## WORK TO BE COMPLETED
Update the records below so that every "marker" reads "point" and nothing else changes. Reproduce all of them without the pictures.

= = = = =

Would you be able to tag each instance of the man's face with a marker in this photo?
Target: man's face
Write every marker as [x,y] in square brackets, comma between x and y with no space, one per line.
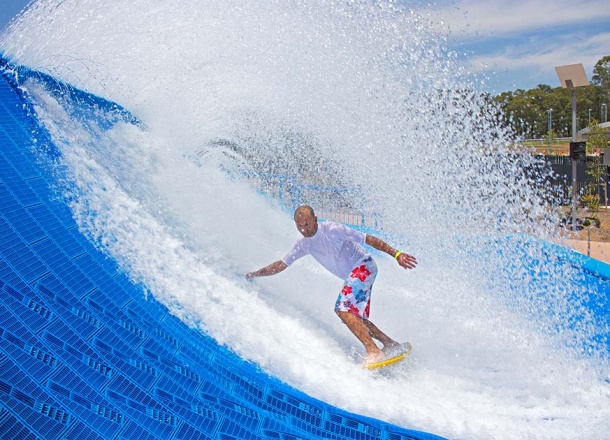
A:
[307,224]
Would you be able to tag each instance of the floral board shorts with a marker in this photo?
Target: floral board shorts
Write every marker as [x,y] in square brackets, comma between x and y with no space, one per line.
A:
[355,297]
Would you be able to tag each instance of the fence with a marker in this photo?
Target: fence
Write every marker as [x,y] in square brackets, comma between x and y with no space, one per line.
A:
[562,182]
[331,203]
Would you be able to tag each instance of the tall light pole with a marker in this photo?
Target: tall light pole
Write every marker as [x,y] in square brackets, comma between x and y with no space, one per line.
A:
[570,77]
[550,127]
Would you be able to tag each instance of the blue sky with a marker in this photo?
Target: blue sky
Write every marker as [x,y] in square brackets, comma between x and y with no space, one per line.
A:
[516,44]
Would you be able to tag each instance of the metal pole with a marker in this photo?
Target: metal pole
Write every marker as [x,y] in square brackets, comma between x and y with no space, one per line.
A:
[574,162]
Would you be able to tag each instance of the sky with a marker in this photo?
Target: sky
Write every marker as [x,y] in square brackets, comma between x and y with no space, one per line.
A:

= = = = =

## RESPONSE
Would you be able to tag each instance of the man's face with a point in this photo?
Target: man's face
Write every point as [x,y] in square brackets, comma between x and y with no space, one per line.
A:
[307,224]
Would you be able to tag each instance of the floral board shorts with a point in this photo?
Target: floral board shorts
Write every point as [x,y] in square brackets, comma between x and y with no space, one per line.
A:
[355,297]
Would you be able to tag each instance of the fence with a point in this photo?
Target: fence
Write every point as [x,y] in square brackets, comma between x and y with no space, one per line.
A:
[562,182]
[331,203]
Would you be able to tag each instance of the tall light pole with a point in this photo?
Target: tall light pole
Write every point as [x,y] in square brackets, comma between x and y with no space, one per line.
A:
[570,77]
[550,127]
Would you be able to tag each instance of the blue sky with a point in this photo?
Target: blue sky
Write every point as [x,y] in square brackets, comma between x and y with no space, one per line.
A:
[516,44]
Would you be able to tag each instance of the metal pole with a point in this photo?
Target: metal pole
Write every point as [x,y] in square brackets, comma between x and y with no space, one per line.
A:
[574,162]
Would you be able to tag each instance of the sky with a point in this photo?
Target: sky
Write every point as [x,y] in square brackets, comma between x and y with no space, one per line.
A:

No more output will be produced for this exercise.